■ Task requirements: Copy the data from the line that contains "Target: french door" to its last line, exactly, including both of those lines and leaving out everything before.

Stored records:
========================

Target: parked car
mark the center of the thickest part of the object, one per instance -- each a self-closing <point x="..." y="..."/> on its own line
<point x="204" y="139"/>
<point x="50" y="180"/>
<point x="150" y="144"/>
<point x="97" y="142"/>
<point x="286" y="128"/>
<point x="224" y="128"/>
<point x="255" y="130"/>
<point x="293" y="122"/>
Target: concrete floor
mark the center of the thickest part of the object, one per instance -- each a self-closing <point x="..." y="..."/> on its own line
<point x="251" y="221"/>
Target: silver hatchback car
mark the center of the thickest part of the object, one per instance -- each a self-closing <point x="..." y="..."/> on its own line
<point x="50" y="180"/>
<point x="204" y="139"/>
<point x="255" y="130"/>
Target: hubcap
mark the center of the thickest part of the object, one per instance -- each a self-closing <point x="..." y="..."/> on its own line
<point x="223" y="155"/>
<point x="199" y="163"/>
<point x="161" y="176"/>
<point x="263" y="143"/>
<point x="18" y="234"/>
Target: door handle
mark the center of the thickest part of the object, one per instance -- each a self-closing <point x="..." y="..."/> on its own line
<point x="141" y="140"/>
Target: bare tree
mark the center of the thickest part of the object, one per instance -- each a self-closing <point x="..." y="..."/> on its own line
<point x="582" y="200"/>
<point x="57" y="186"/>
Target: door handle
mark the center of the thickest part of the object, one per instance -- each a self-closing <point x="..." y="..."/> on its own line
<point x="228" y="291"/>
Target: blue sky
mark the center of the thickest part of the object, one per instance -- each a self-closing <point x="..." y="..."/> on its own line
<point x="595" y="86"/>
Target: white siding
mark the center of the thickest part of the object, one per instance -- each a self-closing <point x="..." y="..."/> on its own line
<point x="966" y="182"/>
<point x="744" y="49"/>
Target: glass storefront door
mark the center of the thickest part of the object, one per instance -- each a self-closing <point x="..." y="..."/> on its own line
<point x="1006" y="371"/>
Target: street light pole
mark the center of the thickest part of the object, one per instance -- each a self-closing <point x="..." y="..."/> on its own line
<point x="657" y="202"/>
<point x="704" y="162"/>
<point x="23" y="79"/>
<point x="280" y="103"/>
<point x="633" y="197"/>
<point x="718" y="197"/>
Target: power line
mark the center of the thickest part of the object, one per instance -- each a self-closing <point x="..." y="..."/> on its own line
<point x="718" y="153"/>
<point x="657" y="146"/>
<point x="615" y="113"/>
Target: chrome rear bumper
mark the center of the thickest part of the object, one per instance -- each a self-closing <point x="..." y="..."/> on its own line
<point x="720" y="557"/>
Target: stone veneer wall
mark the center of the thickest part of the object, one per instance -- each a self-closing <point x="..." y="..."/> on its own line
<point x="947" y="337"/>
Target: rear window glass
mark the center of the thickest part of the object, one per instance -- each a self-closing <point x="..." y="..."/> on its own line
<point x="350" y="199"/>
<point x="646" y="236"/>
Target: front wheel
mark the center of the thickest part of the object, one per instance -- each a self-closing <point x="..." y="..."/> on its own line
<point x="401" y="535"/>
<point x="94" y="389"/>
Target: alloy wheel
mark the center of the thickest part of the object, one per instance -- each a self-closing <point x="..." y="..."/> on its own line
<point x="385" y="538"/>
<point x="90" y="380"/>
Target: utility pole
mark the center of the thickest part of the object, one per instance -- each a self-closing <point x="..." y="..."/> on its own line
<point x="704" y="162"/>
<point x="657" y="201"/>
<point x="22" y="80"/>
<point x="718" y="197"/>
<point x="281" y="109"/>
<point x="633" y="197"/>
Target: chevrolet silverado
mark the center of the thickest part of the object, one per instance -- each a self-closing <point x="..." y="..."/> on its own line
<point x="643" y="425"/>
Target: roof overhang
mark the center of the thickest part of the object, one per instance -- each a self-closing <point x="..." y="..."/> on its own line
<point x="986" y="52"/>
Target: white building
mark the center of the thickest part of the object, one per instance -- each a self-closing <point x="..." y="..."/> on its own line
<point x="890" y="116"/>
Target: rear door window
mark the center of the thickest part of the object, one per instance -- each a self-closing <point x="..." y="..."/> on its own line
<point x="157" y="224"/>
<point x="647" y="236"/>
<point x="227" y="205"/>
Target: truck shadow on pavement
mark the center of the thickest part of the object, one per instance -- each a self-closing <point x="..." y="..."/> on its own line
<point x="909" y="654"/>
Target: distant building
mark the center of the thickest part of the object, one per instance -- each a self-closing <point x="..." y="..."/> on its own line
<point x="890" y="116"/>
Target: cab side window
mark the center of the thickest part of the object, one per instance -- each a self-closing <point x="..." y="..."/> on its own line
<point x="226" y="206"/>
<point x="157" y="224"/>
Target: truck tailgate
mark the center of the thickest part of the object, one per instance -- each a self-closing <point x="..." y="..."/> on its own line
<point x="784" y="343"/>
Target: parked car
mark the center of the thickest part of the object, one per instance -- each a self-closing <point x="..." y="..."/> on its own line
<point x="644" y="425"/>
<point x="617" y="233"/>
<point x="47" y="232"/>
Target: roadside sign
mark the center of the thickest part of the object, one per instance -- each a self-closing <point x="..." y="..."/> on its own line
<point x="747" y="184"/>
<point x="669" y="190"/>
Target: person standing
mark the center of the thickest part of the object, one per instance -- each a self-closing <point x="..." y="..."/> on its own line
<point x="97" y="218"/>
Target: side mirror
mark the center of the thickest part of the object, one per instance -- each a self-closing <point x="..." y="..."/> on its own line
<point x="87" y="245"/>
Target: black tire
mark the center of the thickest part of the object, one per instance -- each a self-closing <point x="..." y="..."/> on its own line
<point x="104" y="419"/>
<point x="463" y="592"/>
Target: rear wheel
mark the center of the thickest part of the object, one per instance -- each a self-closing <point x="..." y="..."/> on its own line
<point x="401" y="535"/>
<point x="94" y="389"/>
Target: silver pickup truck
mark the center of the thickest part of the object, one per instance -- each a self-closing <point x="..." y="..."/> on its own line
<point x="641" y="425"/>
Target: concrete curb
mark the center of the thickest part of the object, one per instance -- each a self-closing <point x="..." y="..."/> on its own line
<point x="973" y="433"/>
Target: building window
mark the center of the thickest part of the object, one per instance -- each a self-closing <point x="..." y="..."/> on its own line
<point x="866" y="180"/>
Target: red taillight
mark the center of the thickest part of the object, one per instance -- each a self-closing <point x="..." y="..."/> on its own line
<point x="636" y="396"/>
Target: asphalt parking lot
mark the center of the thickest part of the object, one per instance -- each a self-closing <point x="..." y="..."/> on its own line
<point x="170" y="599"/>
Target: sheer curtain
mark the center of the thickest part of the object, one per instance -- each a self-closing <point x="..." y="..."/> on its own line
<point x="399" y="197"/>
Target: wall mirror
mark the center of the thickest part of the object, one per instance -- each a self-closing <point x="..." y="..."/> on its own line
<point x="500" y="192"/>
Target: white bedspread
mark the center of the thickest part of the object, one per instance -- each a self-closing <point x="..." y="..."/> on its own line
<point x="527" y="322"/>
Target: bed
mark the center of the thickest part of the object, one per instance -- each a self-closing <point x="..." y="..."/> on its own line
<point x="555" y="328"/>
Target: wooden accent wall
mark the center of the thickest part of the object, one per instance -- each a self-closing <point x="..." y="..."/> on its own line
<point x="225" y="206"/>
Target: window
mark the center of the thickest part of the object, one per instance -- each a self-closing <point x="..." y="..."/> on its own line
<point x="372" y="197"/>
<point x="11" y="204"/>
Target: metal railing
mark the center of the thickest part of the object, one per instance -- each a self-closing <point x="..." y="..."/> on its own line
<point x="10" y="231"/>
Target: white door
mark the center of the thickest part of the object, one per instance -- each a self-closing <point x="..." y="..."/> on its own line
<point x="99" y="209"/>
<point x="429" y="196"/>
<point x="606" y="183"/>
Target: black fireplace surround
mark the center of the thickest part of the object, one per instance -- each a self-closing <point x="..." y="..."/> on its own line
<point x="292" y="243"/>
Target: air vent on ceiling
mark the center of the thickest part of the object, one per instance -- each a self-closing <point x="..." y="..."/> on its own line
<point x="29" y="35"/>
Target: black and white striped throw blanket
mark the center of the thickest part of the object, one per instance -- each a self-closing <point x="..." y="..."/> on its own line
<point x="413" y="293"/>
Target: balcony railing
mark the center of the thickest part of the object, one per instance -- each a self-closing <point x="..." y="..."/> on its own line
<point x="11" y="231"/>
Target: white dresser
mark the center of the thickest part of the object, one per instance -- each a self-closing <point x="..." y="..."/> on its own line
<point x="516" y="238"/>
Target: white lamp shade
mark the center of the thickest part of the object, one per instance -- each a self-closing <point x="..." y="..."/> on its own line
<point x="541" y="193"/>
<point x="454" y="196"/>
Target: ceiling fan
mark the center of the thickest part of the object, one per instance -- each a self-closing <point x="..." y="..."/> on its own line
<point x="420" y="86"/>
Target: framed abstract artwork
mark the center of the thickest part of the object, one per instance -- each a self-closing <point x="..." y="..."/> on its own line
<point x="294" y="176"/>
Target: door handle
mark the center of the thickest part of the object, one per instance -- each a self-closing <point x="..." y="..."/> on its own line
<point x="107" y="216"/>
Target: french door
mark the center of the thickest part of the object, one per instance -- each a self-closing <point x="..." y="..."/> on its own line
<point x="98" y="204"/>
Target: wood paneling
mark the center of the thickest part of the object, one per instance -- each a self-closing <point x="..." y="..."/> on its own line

========================

■ Full answer:
Target: french door
mark the center of the thickest part of the object, one per instance -- each a self-closing <point x="..." y="..."/> on its own line
<point x="98" y="204"/>
Target: wood paneling
mark the center of the thickest part of the object, one per instance -- each a self-closing <point x="..." y="..."/> on its own line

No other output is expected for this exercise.